>> START Given data
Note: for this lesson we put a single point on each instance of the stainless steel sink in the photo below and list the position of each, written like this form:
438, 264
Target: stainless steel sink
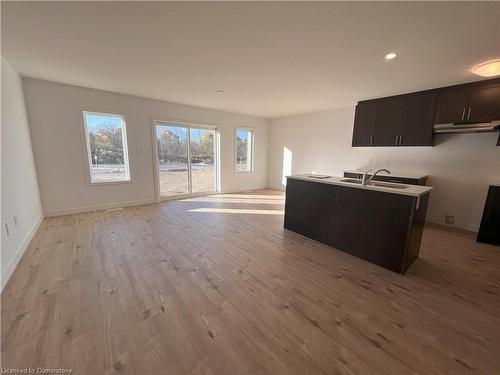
392, 186
318, 176
375, 183
351, 180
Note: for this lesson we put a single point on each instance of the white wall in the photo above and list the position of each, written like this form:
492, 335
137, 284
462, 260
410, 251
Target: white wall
55, 114
20, 195
459, 166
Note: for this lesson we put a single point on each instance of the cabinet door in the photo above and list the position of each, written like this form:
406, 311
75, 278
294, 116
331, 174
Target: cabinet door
364, 124
484, 102
308, 208
418, 123
388, 124
372, 225
452, 105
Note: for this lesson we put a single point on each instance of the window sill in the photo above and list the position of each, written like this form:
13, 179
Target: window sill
104, 183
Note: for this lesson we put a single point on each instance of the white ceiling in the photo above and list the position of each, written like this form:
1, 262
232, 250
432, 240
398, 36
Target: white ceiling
271, 59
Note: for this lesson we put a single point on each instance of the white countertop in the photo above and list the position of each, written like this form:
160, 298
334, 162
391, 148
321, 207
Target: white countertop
412, 190
393, 174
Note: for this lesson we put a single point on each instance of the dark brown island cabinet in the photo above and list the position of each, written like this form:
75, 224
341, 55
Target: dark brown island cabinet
409, 119
382, 226
489, 231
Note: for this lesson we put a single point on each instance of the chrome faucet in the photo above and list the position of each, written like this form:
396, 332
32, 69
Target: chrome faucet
367, 180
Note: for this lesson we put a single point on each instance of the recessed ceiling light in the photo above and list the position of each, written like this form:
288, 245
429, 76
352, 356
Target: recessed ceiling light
390, 56
488, 68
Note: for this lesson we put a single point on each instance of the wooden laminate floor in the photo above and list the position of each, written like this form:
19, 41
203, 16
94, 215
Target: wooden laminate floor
216, 286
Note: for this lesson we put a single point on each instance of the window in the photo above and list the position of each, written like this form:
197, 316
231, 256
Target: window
244, 150
106, 138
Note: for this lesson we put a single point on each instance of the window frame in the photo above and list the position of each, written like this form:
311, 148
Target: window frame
252, 149
126, 159
156, 120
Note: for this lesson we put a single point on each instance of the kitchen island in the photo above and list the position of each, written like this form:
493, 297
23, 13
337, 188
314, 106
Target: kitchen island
380, 222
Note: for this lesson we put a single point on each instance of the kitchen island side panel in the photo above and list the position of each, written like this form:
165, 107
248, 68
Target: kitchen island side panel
372, 225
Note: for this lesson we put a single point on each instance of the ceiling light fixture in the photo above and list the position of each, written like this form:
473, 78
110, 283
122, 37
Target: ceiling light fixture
390, 56
487, 69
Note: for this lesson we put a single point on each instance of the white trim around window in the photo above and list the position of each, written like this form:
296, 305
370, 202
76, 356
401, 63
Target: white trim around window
116, 174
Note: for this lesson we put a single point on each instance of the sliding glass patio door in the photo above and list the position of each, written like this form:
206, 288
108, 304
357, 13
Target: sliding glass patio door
186, 159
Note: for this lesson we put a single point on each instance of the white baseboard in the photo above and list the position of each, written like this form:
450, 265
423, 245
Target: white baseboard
467, 226
20, 252
79, 210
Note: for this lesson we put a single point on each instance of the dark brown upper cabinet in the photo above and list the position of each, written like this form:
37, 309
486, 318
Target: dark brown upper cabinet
469, 103
388, 124
452, 105
484, 103
418, 122
364, 124
408, 119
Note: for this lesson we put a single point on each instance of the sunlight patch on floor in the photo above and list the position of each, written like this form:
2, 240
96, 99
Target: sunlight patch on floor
237, 211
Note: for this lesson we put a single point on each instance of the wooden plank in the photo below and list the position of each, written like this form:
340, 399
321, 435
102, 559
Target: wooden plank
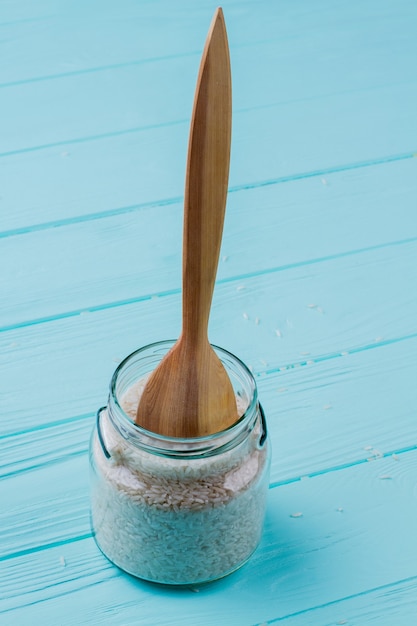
137, 257
66, 40
115, 171
316, 562
321, 416
86, 346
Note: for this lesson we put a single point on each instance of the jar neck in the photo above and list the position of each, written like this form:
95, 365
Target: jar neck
175, 447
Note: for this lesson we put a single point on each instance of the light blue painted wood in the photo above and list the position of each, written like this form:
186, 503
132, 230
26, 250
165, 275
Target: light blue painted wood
324, 558
316, 292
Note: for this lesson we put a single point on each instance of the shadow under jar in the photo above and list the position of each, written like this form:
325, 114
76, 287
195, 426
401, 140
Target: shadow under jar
171, 510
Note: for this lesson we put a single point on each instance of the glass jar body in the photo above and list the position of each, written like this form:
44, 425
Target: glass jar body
177, 511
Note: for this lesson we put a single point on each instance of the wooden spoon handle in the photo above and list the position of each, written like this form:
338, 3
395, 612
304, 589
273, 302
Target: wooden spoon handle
206, 180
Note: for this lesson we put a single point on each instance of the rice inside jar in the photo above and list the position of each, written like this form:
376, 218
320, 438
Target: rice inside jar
170, 510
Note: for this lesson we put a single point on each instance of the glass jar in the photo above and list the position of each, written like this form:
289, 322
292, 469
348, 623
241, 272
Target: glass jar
171, 510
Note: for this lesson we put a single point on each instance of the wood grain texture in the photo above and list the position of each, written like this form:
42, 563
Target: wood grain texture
315, 291
315, 562
190, 393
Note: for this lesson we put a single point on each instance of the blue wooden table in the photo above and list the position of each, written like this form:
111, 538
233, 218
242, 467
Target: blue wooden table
316, 291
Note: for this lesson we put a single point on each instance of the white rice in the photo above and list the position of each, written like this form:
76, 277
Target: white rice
177, 521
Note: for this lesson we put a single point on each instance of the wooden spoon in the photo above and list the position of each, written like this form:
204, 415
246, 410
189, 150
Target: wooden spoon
190, 393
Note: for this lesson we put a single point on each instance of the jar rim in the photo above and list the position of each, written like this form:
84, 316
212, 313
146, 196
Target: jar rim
163, 444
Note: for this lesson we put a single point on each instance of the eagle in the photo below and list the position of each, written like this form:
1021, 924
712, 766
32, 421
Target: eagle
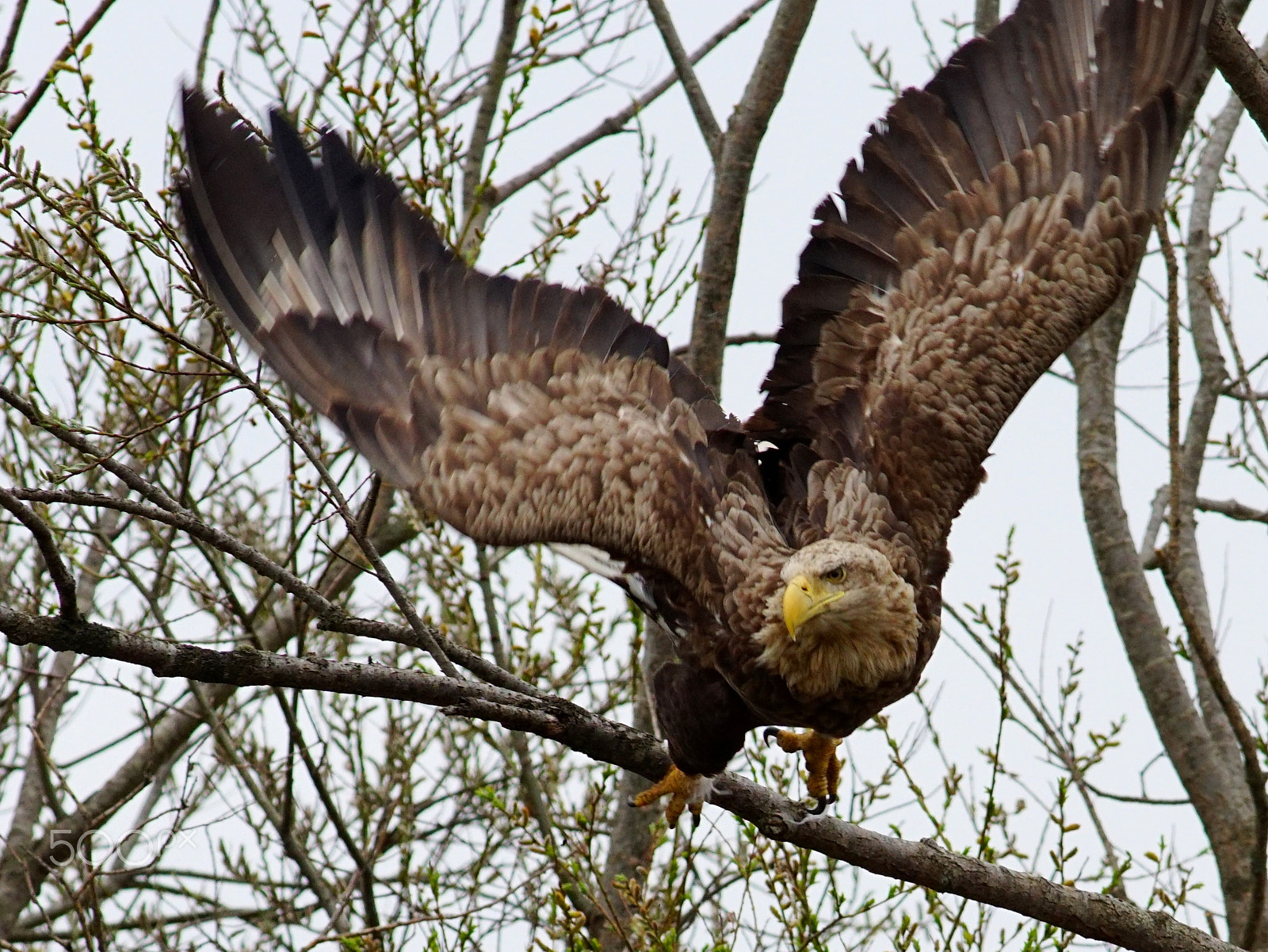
796, 560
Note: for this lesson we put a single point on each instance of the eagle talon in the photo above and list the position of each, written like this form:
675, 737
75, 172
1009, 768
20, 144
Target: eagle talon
822, 765
686, 791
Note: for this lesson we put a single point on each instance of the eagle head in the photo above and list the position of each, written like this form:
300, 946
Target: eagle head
846, 617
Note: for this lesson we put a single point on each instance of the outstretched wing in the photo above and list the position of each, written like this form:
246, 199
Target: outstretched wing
517, 411
997, 213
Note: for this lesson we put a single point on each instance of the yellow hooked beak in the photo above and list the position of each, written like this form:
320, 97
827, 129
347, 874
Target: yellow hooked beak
804, 598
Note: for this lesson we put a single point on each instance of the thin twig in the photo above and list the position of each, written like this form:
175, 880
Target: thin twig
57, 571
709, 128
204, 46
1255, 780
32, 101
10, 40
618, 122
1233, 510
1090, 914
1170, 558
473, 164
745, 133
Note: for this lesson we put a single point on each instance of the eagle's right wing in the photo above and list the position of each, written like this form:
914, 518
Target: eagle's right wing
517, 411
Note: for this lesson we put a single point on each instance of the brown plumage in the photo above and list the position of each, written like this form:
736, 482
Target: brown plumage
995, 217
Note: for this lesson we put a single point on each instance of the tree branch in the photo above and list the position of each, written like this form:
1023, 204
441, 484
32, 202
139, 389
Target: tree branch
1090, 914
473, 164
74, 44
745, 133
57, 571
617, 122
1239, 65
709, 128
1233, 510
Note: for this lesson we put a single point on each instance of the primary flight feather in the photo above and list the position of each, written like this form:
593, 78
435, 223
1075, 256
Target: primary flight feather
995, 215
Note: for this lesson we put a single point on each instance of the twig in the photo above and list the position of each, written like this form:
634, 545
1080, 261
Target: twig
204, 46
1170, 558
709, 128
986, 15
735, 340
32, 101
1255, 780
57, 571
10, 40
1233, 510
473, 164
617, 122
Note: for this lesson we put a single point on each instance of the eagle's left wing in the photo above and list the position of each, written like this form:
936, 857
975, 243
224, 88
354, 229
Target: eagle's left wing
517, 411
997, 213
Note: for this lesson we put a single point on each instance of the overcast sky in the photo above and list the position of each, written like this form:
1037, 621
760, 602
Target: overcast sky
145, 48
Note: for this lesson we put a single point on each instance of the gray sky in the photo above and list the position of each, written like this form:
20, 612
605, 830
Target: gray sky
145, 47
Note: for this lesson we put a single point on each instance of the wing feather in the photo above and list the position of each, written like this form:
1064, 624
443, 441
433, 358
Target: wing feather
517, 411
995, 215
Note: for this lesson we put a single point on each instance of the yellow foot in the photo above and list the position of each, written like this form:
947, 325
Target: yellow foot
685, 790
822, 763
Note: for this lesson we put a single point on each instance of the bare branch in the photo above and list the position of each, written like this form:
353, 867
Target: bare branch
1240, 66
709, 128
1090, 914
618, 122
986, 15
1255, 780
10, 40
735, 340
57, 571
1233, 510
745, 133
74, 44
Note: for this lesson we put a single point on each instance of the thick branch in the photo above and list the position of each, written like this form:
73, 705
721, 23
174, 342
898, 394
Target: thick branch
1090, 914
735, 171
1205, 651
473, 164
1239, 65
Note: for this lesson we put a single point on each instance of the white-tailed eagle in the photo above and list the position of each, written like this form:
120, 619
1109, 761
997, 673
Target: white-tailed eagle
796, 558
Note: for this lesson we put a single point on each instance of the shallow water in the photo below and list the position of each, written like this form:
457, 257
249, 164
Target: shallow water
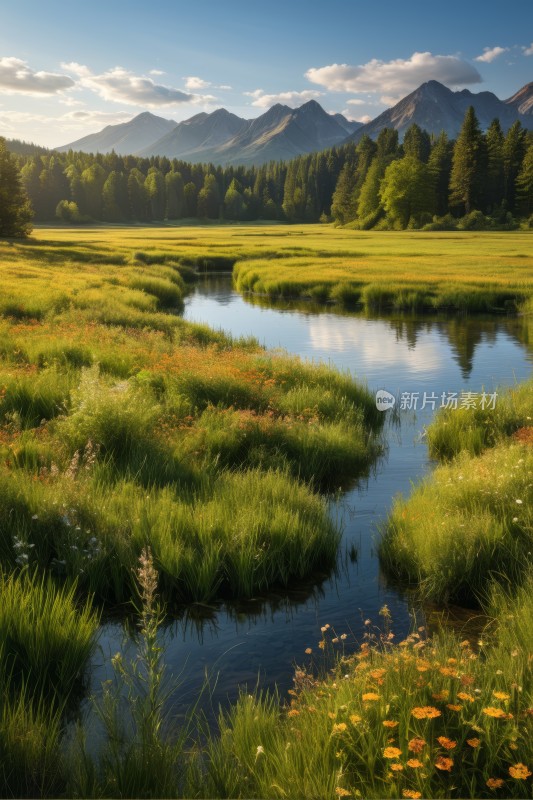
263, 639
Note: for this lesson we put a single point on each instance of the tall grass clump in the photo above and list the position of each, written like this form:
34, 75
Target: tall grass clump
45, 638
472, 430
30, 745
427, 718
468, 524
142, 753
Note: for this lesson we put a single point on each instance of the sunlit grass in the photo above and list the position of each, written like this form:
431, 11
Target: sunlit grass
423, 718
468, 524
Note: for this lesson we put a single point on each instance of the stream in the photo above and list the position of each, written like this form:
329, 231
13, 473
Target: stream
261, 640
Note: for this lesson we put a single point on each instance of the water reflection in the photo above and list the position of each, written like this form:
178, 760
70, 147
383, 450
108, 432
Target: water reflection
268, 635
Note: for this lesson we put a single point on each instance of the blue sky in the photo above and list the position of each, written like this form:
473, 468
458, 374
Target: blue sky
70, 68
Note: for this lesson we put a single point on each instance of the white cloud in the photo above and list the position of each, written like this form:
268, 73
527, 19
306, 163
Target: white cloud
121, 86
491, 53
16, 77
292, 99
193, 82
397, 77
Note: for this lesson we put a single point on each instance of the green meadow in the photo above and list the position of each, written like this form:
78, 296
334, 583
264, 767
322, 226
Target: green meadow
147, 459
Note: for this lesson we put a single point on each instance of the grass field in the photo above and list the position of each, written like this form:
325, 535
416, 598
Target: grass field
123, 428
474, 271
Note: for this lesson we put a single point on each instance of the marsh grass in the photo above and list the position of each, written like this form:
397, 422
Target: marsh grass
465, 526
45, 638
421, 718
473, 430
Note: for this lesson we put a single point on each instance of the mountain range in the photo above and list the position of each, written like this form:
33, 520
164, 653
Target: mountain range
282, 133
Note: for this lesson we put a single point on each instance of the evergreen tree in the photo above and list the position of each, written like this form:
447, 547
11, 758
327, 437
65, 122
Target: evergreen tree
468, 165
524, 184
416, 143
495, 186
344, 202
514, 148
15, 210
439, 165
407, 192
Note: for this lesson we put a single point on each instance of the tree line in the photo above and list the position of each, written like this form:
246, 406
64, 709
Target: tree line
478, 180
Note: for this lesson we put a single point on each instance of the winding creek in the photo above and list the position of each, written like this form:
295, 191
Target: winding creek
265, 637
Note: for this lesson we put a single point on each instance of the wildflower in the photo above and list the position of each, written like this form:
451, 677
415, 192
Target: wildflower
449, 672
448, 744
391, 752
497, 713
473, 742
519, 772
425, 712
443, 763
340, 727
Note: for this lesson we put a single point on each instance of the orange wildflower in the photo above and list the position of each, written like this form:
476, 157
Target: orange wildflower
425, 712
501, 695
392, 752
449, 672
497, 713
473, 742
448, 744
519, 772
340, 727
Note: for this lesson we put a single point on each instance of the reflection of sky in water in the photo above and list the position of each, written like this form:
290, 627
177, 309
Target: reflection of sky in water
266, 638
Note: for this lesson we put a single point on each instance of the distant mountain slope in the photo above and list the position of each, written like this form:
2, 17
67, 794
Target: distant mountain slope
200, 134
125, 139
278, 134
523, 99
435, 108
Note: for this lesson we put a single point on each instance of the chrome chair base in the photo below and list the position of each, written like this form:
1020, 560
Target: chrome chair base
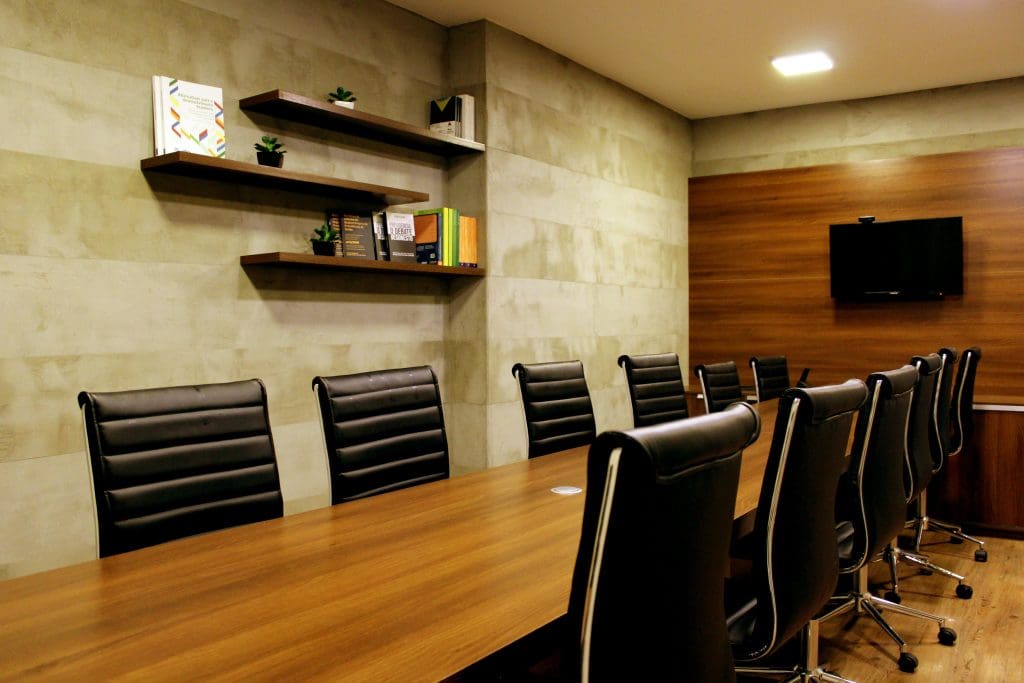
955, 534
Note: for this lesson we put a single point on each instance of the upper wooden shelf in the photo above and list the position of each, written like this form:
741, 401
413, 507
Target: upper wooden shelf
286, 259
198, 166
289, 105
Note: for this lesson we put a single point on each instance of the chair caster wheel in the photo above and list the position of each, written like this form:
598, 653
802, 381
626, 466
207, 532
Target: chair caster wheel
907, 663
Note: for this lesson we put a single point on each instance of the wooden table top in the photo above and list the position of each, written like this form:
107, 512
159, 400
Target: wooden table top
413, 585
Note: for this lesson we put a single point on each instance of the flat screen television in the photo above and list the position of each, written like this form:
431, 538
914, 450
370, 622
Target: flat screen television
896, 259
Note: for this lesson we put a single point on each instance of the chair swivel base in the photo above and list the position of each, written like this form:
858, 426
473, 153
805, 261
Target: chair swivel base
894, 555
955, 534
808, 670
862, 601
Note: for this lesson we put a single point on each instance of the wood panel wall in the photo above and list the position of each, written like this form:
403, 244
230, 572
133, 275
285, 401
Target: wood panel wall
759, 267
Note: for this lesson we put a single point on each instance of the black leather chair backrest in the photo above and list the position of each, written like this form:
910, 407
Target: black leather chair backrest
556, 402
872, 495
771, 376
943, 401
963, 400
923, 444
647, 595
177, 461
720, 384
656, 391
796, 563
383, 430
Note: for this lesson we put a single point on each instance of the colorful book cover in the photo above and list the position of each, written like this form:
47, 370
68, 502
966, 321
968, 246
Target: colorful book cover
467, 242
357, 237
190, 117
400, 237
429, 236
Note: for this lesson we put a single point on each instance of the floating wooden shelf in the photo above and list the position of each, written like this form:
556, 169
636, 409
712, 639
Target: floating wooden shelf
289, 105
198, 166
292, 260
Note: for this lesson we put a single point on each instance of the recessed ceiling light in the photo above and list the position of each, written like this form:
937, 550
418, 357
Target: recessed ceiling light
797, 65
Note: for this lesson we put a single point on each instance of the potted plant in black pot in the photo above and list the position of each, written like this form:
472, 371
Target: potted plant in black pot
342, 97
269, 152
326, 241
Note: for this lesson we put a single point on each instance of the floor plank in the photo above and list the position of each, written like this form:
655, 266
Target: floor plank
989, 626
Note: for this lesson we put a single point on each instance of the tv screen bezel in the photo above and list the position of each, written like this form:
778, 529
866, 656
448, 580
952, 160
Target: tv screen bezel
942, 240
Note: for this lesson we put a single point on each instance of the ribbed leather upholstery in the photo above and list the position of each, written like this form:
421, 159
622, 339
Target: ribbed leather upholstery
384, 430
963, 400
720, 384
922, 438
794, 544
656, 390
872, 495
177, 461
556, 402
646, 601
771, 376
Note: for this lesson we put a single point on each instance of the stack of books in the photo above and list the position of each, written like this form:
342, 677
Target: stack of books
439, 237
454, 116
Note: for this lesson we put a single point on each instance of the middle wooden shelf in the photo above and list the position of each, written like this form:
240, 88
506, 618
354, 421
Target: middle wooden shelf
295, 260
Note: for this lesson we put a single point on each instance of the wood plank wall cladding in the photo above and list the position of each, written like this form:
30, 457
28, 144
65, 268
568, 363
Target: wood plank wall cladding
759, 267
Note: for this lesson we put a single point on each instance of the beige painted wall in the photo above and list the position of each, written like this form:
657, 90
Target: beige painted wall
586, 229
957, 119
108, 282
111, 281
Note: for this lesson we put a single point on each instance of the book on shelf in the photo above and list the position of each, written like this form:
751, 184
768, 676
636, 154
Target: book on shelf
187, 117
429, 236
468, 256
400, 237
357, 237
380, 237
438, 236
454, 116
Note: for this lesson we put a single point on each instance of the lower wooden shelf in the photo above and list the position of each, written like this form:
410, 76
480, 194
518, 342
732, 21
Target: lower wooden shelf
292, 260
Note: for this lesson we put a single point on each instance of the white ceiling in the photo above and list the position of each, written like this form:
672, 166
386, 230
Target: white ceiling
712, 57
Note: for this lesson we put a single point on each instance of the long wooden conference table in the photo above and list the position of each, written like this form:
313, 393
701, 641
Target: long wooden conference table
410, 586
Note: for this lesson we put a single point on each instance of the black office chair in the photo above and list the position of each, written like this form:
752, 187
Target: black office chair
656, 391
953, 412
793, 547
771, 376
646, 600
383, 430
719, 384
556, 402
924, 456
178, 461
871, 504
>> END Given data
What is expected: Using the records above, please retype only the run of lines from the line holding "of the lower" through the last line, both ends included.

Result:
Note: for this lesson we put a single point on each instance of the lower wooden shelf in the photo above and list the position of each, written like this form:
410, 76
480, 194
518, 342
732, 21
Target: lower wooden shelf
292, 260
Note: for this lesson we put a single point on each instance of the white ceiling in the photo above and list the position of each, written like this form:
672, 166
386, 230
Target: white ceiling
712, 57
Note: for this lesson we put a single point on each instance of the long wooden conference table in the photo above and list the position of each, written like this form:
313, 393
701, 641
Target: long wooden conference table
410, 586
Note: for this lesson we put a single point on each instance of the black office chair in the photo above and list the position of each, written like this form:
752, 187
Target: black office chair
656, 391
953, 412
793, 547
771, 376
646, 600
383, 430
719, 384
556, 402
924, 456
178, 461
871, 504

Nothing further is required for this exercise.